INSTRUCTIONS FOR THE TASK: From the line containing "Exercise. Spot the wrist" through the last line of the entries below, repeat each line word for word and leave out the rest.

[Image object location entries]

┄┄┄┄┄┄┄┄┄┄

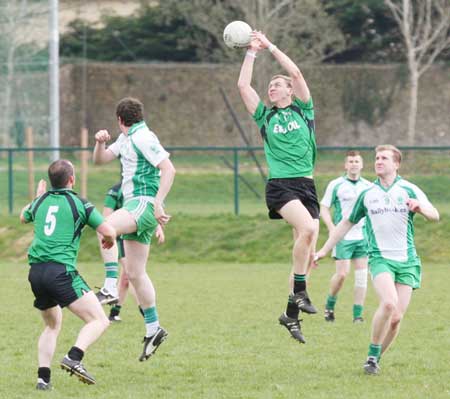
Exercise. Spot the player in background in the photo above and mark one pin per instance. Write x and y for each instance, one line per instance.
(59, 216)
(341, 194)
(147, 176)
(389, 206)
(114, 292)
(287, 129)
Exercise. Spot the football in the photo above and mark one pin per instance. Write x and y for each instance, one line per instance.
(237, 34)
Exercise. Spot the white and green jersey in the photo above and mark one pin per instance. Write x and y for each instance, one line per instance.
(140, 152)
(389, 222)
(341, 194)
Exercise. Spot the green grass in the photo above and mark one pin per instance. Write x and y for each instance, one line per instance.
(222, 238)
(224, 341)
(204, 185)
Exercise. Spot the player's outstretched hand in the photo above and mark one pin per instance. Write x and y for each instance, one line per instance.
(41, 188)
(413, 205)
(102, 136)
(262, 39)
(160, 234)
(106, 243)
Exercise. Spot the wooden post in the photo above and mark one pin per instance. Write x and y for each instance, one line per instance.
(30, 157)
(84, 162)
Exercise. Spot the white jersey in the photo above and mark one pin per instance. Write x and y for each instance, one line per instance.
(389, 222)
(341, 193)
(140, 153)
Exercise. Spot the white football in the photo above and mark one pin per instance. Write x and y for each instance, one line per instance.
(237, 34)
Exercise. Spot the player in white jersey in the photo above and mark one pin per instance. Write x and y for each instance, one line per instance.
(147, 176)
(341, 194)
(389, 207)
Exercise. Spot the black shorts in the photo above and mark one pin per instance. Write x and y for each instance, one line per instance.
(53, 285)
(281, 191)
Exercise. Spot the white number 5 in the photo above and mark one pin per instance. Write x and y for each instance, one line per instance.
(50, 220)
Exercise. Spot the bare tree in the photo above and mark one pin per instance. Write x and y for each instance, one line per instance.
(15, 30)
(301, 27)
(425, 27)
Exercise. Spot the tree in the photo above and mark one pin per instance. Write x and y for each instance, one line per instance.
(148, 35)
(301, 27)
(15, 31)
(425, 28)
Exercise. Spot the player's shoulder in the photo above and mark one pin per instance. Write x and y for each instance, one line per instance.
(114, 190)
(336, 181)
(366, 182)
(406, 184)
(143, 135)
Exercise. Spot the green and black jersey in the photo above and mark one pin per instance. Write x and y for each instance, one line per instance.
(289, 138)
(59, 216)
(114, 197)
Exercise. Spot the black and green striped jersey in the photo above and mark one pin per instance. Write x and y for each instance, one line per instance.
(114, 197)
(59, 216)
(289, 138)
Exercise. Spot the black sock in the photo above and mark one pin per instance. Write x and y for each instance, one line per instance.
(44, 373)
(76, 353)
(115, 310)
(299, 283)
(292, 310)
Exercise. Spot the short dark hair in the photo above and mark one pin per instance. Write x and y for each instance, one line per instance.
(130, 110)
(352, 153)
(396, 153)
(59, 173)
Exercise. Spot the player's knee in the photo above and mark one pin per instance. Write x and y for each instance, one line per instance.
(104, 322)
(389, 306)
(54, 327)
(361, 278)
(306, 232)
(396, 319)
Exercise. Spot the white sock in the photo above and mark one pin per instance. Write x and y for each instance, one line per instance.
(111, 285)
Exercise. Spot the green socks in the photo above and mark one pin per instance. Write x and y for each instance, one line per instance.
(357, 311)
(331, 301)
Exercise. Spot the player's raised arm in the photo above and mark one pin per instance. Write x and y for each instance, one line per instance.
(299, 85)
(248, 93)
(167, 176)
(325, 214)
(101, 153)
(108, 234)
(41, 189)
(426, 209)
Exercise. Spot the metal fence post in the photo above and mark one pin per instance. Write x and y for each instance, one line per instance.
(236, 180)
(10, 181)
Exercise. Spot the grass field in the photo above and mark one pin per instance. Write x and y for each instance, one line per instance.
(222, 283)
(224, 340)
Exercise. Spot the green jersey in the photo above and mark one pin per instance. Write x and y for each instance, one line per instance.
(114, 197)
(59, 217)
(289, 138)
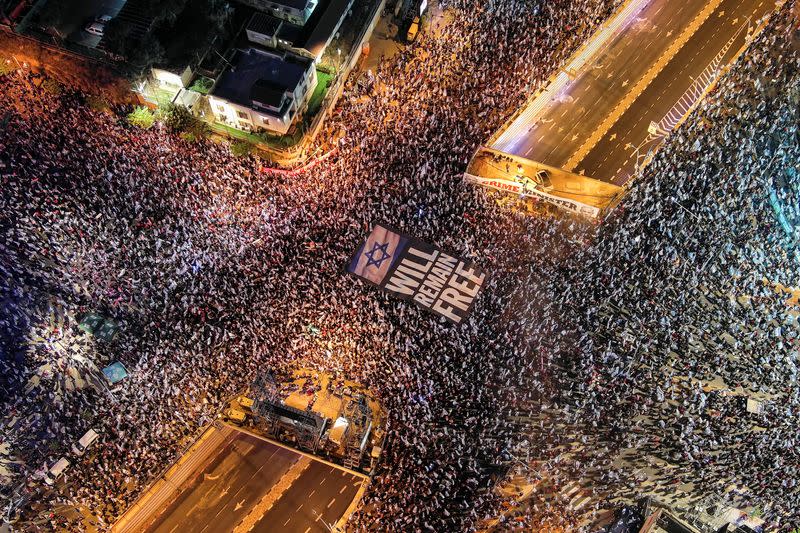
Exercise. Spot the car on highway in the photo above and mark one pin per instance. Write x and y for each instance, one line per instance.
(413, 30)
(96, 28)
(542, 179)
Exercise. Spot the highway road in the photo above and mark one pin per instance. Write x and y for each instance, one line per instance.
(638, 76)
(321, 494)
(232, 484)
(613, 157)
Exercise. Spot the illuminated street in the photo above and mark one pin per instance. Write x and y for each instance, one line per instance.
(261, 269)
(593, 125)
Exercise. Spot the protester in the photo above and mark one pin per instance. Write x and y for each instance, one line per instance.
(215, 270)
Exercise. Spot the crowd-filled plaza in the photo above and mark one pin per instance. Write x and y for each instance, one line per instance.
(645, 331)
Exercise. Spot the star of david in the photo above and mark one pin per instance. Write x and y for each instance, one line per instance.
(382, 248)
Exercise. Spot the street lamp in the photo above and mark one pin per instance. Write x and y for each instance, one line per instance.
(330, 527)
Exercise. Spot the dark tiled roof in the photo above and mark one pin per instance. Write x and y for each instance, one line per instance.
(258, 72)
(266, 92)
(264, 24)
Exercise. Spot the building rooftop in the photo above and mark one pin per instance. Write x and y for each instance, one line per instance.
(261, 76)
(326, 26)
(264, 24)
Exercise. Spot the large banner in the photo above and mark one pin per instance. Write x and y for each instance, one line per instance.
(416, 270)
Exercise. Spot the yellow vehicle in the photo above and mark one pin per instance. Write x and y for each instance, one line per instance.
(236, 415)
(413, 30)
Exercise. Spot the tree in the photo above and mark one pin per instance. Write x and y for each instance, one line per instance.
(53, 15)
(141, 117)
(175, 117)
(178, 118)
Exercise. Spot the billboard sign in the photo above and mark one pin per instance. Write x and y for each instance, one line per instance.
(515, 187)
(413, 269)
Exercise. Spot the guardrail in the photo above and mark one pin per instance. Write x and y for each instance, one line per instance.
(560, 79)
(660, 131)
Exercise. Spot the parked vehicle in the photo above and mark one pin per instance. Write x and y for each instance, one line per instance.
(56, 471)
(413, 30)
(96, 28)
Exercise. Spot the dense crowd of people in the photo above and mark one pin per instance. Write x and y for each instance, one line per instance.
(215, 268)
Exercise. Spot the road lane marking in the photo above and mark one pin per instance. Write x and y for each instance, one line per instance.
(274, 494)
(640, 86)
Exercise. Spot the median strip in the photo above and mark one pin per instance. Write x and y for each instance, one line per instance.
(641, 85)
(274, 494)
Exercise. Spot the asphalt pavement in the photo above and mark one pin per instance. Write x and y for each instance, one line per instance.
(81, 14)
(594, 125)
(226, 490)
(568, 122)
(321, 494)
(613, 158)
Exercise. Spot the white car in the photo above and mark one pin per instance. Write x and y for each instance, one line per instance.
(96, 28)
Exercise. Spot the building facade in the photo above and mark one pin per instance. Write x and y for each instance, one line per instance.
(265, 90)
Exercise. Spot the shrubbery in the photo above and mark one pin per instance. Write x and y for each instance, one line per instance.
(241, 148)
(141, 117)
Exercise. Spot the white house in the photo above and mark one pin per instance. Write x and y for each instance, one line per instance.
(263, 90)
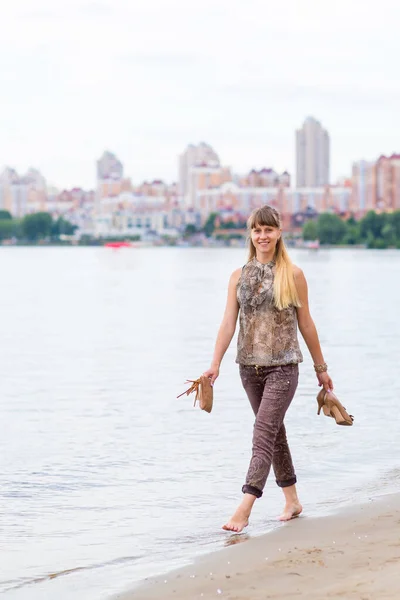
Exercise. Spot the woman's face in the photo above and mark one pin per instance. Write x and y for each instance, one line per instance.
(264, 238)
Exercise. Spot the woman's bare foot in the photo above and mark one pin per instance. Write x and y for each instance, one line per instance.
(238, 522)
(291, 511)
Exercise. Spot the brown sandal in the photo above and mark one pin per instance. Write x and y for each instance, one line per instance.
(204, 392)
(332, 407)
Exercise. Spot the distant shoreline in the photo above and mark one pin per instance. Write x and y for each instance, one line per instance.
(352, 552)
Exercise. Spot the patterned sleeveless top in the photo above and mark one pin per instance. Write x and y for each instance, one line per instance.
(267, 336)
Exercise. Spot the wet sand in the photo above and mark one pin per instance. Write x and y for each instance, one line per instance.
(354, 554)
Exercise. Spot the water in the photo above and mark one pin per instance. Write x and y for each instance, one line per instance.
(107, 478)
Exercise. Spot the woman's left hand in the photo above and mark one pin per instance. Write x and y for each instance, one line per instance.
(325, 381)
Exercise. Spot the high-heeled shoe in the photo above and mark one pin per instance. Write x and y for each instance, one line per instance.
(332, 407)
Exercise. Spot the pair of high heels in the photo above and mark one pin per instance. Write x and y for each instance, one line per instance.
(332, 407)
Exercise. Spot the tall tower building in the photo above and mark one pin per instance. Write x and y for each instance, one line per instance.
(312, 154)
(202, 155)
(109, 167)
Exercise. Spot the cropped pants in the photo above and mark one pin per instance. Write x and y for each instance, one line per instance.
(270, 391)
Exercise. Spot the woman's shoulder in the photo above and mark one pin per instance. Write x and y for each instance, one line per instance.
(235, 276)
(298, 275)
(297, 272)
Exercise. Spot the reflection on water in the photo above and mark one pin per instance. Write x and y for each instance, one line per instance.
(107, 478)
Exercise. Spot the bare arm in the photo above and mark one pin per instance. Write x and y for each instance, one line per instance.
(307, 327)
(227, 328)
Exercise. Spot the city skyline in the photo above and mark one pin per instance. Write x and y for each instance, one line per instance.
(146, 79)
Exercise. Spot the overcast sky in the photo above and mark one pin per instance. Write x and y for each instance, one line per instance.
(143, 78)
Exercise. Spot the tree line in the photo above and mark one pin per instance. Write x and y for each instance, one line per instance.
(374, 230)
(34, 228)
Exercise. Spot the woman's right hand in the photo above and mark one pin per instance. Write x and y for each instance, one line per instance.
(212, 373)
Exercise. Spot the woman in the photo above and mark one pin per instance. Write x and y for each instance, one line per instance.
(271, 294)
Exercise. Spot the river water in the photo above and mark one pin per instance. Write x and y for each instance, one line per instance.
(106, 477)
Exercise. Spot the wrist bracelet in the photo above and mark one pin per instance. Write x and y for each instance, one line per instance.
(321, 368)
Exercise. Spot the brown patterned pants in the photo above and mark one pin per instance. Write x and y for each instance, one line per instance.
(270, 391)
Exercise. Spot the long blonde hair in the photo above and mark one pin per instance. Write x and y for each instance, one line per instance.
(285, 292)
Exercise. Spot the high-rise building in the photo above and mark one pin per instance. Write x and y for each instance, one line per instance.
(109, 167)
(201, 155)
(312, 154)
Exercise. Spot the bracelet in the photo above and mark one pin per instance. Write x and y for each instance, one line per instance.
(321, 368)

┄┄┄┄┄┄┄┄┄┄

RESPONSE TO THIS TASK:
Exercise. Spot the wrist bracelet in the photo above and mark one pin per instance. Write x and y for each instance, one line per instance.
(321, 368)
Exercise. Spot the brown patterned pants in the photo above and mark one pin per instance. Write x and y for each instance, one line per instance.
(270, 391)
Exercise. Spot the long blonde hair in the photo above and mark one pin per instance. Write x and y for each instance, one line per instance.
(285, 292)
Exercise. Spot the high-rise building in the photo above and mark one pin per instance. Write x and y for each instance, one line per instance.
(109, 167)
(201, 155)
(312, 154)
Exercise. Spot the bracelet in the photo above and mark one pin per instance. Write x and y for each instance, one line per instance.
(321, 368)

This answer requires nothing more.